• [Given request]:
Reproduce the items starting at the beginning and ending with the line that contains "160 28 L 136", swapping "grape cluster" for "bunch of grapes" and leaving everything else unchanged.

--- START OF Dataset ---

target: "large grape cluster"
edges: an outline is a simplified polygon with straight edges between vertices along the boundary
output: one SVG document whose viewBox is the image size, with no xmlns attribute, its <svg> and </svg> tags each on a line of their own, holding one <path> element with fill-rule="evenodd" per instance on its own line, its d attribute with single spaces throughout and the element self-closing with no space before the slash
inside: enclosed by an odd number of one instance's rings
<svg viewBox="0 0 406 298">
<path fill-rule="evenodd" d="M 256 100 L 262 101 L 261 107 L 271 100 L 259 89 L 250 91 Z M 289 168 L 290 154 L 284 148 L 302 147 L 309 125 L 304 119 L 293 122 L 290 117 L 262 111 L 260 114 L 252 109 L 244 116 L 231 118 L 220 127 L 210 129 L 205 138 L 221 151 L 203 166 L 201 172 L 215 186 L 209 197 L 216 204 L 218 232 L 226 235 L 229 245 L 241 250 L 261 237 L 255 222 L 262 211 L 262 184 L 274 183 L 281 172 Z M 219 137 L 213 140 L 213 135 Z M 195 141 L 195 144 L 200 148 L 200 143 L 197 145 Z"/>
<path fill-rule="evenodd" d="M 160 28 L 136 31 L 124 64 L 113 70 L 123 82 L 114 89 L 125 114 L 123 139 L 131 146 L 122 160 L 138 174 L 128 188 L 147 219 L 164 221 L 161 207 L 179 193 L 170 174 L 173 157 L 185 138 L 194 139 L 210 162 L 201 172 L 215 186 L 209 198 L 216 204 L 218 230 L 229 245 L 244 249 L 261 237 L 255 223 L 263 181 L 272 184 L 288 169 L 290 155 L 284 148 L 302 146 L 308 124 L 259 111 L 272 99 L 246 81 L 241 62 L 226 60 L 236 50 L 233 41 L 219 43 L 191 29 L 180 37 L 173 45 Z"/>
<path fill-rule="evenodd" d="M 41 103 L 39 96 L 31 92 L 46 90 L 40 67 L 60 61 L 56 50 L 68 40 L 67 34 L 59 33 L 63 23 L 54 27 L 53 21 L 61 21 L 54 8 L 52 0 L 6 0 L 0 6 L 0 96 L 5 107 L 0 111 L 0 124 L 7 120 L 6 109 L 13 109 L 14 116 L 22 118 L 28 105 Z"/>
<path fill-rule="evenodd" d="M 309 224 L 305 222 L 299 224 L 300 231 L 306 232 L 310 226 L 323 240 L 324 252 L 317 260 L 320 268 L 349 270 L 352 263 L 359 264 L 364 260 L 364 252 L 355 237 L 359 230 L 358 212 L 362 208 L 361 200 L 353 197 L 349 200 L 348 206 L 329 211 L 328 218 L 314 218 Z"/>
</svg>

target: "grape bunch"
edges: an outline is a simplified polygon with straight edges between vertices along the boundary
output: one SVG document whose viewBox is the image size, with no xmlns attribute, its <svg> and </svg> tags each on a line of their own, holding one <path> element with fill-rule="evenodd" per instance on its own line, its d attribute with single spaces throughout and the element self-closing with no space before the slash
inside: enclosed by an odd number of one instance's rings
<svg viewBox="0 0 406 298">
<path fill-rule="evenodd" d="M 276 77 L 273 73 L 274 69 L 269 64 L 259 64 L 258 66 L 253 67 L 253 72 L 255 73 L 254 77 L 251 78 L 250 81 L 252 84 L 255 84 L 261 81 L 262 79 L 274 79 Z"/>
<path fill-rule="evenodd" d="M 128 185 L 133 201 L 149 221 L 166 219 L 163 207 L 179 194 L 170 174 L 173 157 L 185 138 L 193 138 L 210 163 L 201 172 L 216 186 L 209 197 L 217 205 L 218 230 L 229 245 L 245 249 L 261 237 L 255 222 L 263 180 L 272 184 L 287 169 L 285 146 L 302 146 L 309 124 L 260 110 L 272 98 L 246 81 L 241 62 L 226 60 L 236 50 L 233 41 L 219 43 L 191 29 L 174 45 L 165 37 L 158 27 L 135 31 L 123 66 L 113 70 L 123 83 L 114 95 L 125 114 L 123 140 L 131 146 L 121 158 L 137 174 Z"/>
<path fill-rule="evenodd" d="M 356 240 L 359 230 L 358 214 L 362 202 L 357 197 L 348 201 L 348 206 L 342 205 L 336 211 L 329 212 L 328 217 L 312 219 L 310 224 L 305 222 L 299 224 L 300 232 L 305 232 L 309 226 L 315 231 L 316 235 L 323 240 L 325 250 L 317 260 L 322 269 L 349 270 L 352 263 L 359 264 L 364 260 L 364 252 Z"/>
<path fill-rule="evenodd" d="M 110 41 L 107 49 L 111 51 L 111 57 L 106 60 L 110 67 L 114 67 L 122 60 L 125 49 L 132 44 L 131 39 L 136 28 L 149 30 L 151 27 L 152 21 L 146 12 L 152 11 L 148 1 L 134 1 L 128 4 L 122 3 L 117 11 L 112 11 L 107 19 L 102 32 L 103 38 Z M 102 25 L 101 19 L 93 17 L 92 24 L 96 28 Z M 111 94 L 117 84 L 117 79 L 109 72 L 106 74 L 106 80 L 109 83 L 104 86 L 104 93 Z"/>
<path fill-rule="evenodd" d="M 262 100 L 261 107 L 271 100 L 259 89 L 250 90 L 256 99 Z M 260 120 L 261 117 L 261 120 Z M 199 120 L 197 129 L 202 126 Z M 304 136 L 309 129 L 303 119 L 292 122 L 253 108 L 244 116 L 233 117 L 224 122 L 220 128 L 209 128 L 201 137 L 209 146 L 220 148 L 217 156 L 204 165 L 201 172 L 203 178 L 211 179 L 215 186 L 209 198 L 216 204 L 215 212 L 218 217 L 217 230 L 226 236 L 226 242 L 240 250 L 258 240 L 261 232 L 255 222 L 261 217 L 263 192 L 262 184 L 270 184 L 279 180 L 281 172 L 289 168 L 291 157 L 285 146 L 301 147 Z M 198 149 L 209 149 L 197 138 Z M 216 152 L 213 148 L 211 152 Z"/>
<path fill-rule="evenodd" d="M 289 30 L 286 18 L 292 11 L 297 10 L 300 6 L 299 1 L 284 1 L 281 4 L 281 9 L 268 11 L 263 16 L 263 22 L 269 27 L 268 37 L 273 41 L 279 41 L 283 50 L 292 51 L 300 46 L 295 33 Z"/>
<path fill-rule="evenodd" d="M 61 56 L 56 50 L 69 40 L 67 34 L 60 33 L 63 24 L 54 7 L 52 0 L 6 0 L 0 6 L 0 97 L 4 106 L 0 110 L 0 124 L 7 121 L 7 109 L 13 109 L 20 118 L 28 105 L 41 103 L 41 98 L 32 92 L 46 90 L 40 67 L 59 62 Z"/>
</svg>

--- END OF Dataset ---

• [Result below]:
target: "large bunch of grapes"
edges: an outline is a simplified polygon with straight edges between vertices along the boundary
output: one SVG document whose viewBox is the image size, with no xmlns attribute, its <svg> and </svg> tags each on a line of their own, holding one <path> element with fill-rule="evenodd" per instance on its own line, its d attribute with single spaces throughout and the element self-closing with no space before the slash
inside: enclosed by an odd number of one instance's rings
<svg viewBox="0 0 406 298">
<path fill-rule="evenodd" d="M 256 100 L 262 101 L 261 107 L 271 100 L 259 89 L 250 91 Z M 289 168 L 290 154 L 284 148 L 302 147 L 309 125 L 304 119 L 293 122 L 290 117 L 262 111 L 260 114 L 252 109 L 244 116 L 231 118 L 220 127 L 210 129 L 205 138 L 221 151 L 203 166 L 201 172 L 215 186 L 209 197 L 216 204 L 218 232 L 226 235 L 229 245 L 241 250 L 261 237 L 255 222 L 262 211 L 262 184 L 274 183 L 281 172 Z M 219 137 L 213 140 L 213 135 Z M 195 141 L 195 144 L 200 148 L 200 143 L 197 145 Z"/>
<path fill-rule="evenodd" d="M 160 28 L 136 31 L 124 64 L 113 70 L 123 82 L 114 89 L 125 114 L 123 139 L 131 146 L 122 160 L 138 174 L 128 188 L 147 219 L 164 221 L 161 207 L 179 193 L 170 174 L 173 157 L 185 138 L 194 139 L 210 162 L 201 172 L 215 186 L 209 198 L 216 204 L 218 230 L 229 245 L 244 249 L 261 237 L 255 223 L 263 181 L 272 184 L 288 169 L 290 155 L 284 148 L 302 146 L 308 124 L 259 111 L 272 99 L 246 81 L 241 62 L 226 60 L 236 50 L 233 41 L 219 43 L 191 29 L 180 37 L 173 45 Z"/>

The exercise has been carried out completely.